▶ [Problem to solve]:
Take the material below and write it all out again exactly.

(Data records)
==================================================

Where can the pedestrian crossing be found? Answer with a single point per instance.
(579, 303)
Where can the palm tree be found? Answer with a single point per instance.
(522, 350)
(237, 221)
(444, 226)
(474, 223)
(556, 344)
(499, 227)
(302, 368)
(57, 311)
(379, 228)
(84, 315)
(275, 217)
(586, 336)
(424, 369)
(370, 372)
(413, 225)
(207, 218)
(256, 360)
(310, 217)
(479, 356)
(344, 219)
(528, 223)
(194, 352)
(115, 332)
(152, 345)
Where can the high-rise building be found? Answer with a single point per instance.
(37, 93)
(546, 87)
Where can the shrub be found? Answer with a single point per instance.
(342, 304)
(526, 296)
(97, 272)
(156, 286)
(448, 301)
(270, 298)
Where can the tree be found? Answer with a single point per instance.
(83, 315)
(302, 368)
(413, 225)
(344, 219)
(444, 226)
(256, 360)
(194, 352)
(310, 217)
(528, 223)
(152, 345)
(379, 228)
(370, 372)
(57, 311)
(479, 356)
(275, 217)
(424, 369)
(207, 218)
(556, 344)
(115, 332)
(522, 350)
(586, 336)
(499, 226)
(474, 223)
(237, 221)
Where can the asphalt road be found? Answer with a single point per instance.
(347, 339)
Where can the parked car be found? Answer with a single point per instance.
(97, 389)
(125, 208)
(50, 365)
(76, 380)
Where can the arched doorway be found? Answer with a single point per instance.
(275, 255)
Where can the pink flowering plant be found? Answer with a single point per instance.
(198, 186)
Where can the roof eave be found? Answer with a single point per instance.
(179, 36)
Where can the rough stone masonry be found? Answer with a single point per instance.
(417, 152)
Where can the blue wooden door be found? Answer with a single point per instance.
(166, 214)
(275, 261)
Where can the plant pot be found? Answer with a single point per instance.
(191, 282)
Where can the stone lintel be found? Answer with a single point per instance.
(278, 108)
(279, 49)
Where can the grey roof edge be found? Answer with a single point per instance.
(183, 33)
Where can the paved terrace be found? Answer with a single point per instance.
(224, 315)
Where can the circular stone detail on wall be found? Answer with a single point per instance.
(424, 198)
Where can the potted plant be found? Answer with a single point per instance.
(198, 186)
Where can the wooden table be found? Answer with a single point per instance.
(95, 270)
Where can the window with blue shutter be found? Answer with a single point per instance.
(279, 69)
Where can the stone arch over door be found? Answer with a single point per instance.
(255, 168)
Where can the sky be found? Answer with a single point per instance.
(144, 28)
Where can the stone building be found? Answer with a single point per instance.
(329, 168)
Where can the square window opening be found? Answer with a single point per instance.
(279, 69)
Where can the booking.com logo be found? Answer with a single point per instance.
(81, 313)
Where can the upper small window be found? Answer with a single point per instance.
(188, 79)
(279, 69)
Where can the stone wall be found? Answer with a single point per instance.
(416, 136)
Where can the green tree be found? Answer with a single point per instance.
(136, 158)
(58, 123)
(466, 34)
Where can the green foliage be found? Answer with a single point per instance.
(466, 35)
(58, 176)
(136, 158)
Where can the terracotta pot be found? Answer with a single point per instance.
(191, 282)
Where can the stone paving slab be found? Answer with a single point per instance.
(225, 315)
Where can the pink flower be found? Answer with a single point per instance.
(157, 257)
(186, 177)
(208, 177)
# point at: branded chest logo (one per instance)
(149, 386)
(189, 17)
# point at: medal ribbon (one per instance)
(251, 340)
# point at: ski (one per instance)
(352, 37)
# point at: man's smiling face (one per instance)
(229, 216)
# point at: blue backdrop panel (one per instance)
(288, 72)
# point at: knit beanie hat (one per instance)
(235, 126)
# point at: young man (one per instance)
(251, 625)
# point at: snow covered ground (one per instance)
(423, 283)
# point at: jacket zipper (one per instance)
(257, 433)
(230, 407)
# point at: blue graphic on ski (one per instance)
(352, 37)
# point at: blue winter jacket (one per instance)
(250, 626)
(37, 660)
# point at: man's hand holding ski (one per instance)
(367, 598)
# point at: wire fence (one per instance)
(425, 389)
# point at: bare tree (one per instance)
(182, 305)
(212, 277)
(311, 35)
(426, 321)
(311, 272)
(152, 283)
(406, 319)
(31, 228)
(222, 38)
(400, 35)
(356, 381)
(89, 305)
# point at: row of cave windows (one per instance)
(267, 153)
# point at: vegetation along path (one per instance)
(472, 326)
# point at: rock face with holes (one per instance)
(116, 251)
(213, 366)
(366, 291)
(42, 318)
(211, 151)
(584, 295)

==================================================

▶ [Completed exercise]:
Where can the pedestrian crossing be found? Answer with a single point per instance.
(579, 303)
Where can the palm tree be found? Answer with a single point per instance.
(522, 350)
(237, 221)
(444, 226)
(474, 223)
(556, 344)
(499, 227)
(302, 368)
(57, 311)
(379, 228)
(84, 315)
(275, 217)
(586, 336)
(424, 369)
(370, 372)
(413, 225)
(207, 218)
(256, 360)
(310, 217)
(479, 356)
(344, 219)
(528, 223)
(194, 352)
(115, 332)
(152, 345)
Where can the high-rise building be found? Answer with a single point per instance.
(37, 93)
(546, 87)
Where can the shrub be found? Answer with a single point per instance.
(342, 304)
(526, 296)
(97, 272)
(156, 286)
(448, 301)
(270, 298)
Where can the tree be found? Answer with a single point per instance.
(83, 315)
(302, 368)
(413, 225)
(344, 219)
(444, 226)
(256, 360)
(194, 352)
(310, 217)
(528, 223)
(152, 345)
(379, 228)
(370, 372)
(57, 311)
(479, 356)
(275, 217)
(424, 369)
(207, 218)
(556, 344)
(115, 332)
(522, 350)
(586, 336)
(499, 226)
(474, 223)
(237, 221)
Where can the asphalt road be found? Answer with a single point per instance.
(347, 339)
Where can the parked car be found? Answer with a single point per instance.
(97, 389)
(125, 208)
(50, 365)
(76, 380)
Where can the arched doorway be found? Answer with a single point per instance.
(275, 255)
Where can the pink flowering plant be found? Answer with a single point per instance.
(198, 186)
Where can the roof eave be found? Answer with a single point per instance.
(179, 36)
Where can the rough stone masonry be found? Answer with a single point per instance.
(417, 152)
Where can the blue wooden door be found? Answer with a single point per instance.
(166, 214)
(275, 261)
Where can the plant pot be found? Answer with a single point per instance.
(191, 282)
Where can the stone lintel be found? Answer with a single point per instance.
(278, 108)
(279, 49)
Where can the grey roof edge be found? Answer with a single point per instance.
(183, 33)
Where can the paved terrace be found? Answer with a single point per instance.
(224, 315)
Where can the circular stone detail on wall be found? Answer with a single point per instance.
(424, 198)
Where can the potted plant be found? Answer with a single point per instance.
(198, 186)
Where can the wooden table be found? Answer with a single point per instance.
(95, 270)
Where can the window with blue shutter be found? Answer with a single point per instance.
(279, 69)
Where can the stone arch over door be found? Answer with a single point per instance.
(255, 168)
Where can the sky be found? Answer with a single point per instance.
(144, 28)
Where can the stone building be found? Answer with a single point per instance.
(329, 168)
Where can the square window opening be found? Answer with a single point per instance.
(279, 69)
Where can the booking.com logo be found? Answer with a single point per instance.
(81, 313)
Where can the upper small window be found? Answer with a single point per instance.
(188, 79)
(279, 69)
Where can the stone wall be found? Answer with a single point per instance.
(416, 136)
Where can the green tree be found? Answer with a single point per instance.
(136, 158)
(58, 123)
(466, 34)
Where can the green foliage be found? Answer with a single point per instance.
(466, 35)
(58, 176)
(136, 158)
Where can the terracotta pot be found? Answer with a single point per instance.
(191, 282)
Where can the stone paving slab be found? Answer with a single point per instance.
(225, 315)
Where can the pink flower be found? Answer with a single point per instance.
(157, 257)
(186, 177)
(208, 177)
# point at: branded chest logo (one per instance)
(149, 386)
(189, 17)
# point at: medal ribbon (one per instance)
(251, 340)
# point at: ski (one per instance)
(352, 37)
# point at: man's smiling face (one per instance)
(229, 216)
# point at: blue backdrop panel (one per instance)
(288, 72)
# point at: knit beanie hat (one per instance)
(235, 126)
# point at: young man (one per instance)
(251, 625)
# point at: snow covered ground (one per instance)
(423, 283)
# point at: jacket zipper (one per instance)
(257, 433)
(230, 407)
# point at: blue graphic on ski (one per instance)
(352, 37)
# point at: blue winter jacket (one per instance)
(250, 626)
(37, 660)
# point at: man's hand holding ski (one per instance)
(367, 598)
# point at: wire fence (one per instance)
(425, 389)
# point at: bare tree (one per instance)
(182, 305)
(212, 277)
(311, 35)
(426, 321)
(311, 272)
(152, 283)
(406, 319)
(31, 228)
(222, 38)
(400, 35)
(356, 381)
(89, 305)
# point at: row of cave windows (one per instance)
(267, 153)
# point at: vegetation along path (one per instance)
(472, 326)
# point at: rock face with holes (one per instance)
(116, 251)
(213, 366)
(366, 291)
(42, 318)
(211, 151)
(584, 295)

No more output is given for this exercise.